# [Required task]
All the data should come back exactly as it was given.

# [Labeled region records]
════

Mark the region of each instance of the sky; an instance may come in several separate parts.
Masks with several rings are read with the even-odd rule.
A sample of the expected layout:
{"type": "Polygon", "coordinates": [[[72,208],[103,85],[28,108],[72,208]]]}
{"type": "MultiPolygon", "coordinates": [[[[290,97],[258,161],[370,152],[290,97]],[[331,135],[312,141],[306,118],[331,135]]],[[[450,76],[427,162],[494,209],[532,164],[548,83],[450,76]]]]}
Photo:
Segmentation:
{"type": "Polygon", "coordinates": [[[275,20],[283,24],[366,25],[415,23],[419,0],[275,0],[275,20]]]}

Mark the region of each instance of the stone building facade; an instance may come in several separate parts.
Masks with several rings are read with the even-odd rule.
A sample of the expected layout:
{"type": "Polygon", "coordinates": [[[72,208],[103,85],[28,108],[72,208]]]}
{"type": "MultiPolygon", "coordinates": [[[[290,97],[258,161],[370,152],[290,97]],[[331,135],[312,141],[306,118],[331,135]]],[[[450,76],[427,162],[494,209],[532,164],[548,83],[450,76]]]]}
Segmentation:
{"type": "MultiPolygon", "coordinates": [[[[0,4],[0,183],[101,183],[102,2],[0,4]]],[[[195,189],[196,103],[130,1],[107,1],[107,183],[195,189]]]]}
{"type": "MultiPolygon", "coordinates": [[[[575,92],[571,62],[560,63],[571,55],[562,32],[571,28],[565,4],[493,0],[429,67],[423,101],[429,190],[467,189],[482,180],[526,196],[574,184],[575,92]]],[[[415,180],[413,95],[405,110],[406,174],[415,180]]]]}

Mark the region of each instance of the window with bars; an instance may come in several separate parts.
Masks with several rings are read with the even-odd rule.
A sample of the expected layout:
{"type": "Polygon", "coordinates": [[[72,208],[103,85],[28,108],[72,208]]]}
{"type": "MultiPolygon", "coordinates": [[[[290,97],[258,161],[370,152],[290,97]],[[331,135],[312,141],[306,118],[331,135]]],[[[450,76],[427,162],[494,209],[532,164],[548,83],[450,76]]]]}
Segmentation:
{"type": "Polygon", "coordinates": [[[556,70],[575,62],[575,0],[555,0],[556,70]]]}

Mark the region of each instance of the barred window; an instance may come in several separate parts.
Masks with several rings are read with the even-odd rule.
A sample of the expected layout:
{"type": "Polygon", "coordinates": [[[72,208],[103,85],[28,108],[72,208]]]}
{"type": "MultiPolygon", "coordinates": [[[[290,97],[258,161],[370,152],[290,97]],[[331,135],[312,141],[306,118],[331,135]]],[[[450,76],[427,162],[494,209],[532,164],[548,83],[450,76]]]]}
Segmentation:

════

# [Written response]
Mark the region of each instance of the sky; an instance may come in several separate parts.
Masks with several rings are read with the even-odd rule.
A sample of the expected layout:
{"type": "Polygon", "coordinates": [[[72,208],[103,85],[28,108],[72,208]]]}
{"type": "MultiPolygon", "coordinates": [[[[290,97],[258,161],[370,152],[290,97]],[[331,135],[312,141],[306,118],[331,135]]],[[[450,76],[427,162],[494,209],[532,164],[548,83],[450,76]]]]}
Photo:
Segmentation:
{"type": "Polygon", "coordinates": [[[275,20],[283,24],[366,25],[415,23],[419,0],[275,0],[275,20]]]}

Mark the region of each instance of the stone building facade; an instance may come in several separate parts.
Masks with several rings are read with the even-odd rule.
A sample of the expected layout:
{"type": "Polygon", "coordinates": [[[72,208],[103,85],[28,108],[72,208]]]}
{"type": "MultiPolygon", "coordinates": [[[[290,97],[258,161],[370,152],[290,97]],[[331,135],[312,141],[306,118],[331,135]]],[[[450,76],[427,162],[494,209],[532,164],[548,83],[450,76]]]]}
Segmentation:
{"type": "MultiPolygon", "coordinates": [[[[0,4],[0,183],[101,183],[102,2],[0,4]]],[[[195,189],[196,103],[130,1],[107,1],[107,183],[195,189]]]]}
{"type": "MultiPolygon", "coordinates": [[[[575,92],[571,62],[560,63],[571,55],[562,32],[571,28],[565,4],[493,0],[429,67],[423,101],[429,190],[467,189],[482,180],[526,196],[574,184],[575,92]]],[[[415,180],[413,95],[405,110],[406,174],[415,180]]]]}

Mark the region of each instance of the window with bars; an instance may come in several separate parts.
Masks with several rings are read with the even-odd rule.
A sample of the expected layout:
{"type": "Polygon", "coordinates": [[[72,208],[103,85],[28,108],[72,208]]]}
{"type": "MultiPolygon", "coordinates": [[[[290,97],[258,161],[370,152],[290,97]],[[331,135],[312,141],[306,118],[331,135]]],[[[450,76],[427,162],[494,209],[532,164],[548,83],[450,76]]]]}
Segmentation:
{"type": "Polygon", "coordinates": [[[556,70],[575,62],[575,0],[555,0],[556,70]]]}

Mark the region of each instance of the barred window; an instance may come in several separate parts.
Masks with several rings are read with the even-odd rule.
A sample of the expected layout:
{"type": "Polygon", "coordinates": [[[72,208],[103,85],[28,108],[72,208]]]}
{"type": "MultiPolygon", "coordinates": [[[[290,97],[258,161],[370,152],[290,97]],[[331,135],[312,141],[306,118],[331,135]]],[[[450,76],[427,162],[494,209],[532,164],[548,83],[450,76]]]]}
Segmentation:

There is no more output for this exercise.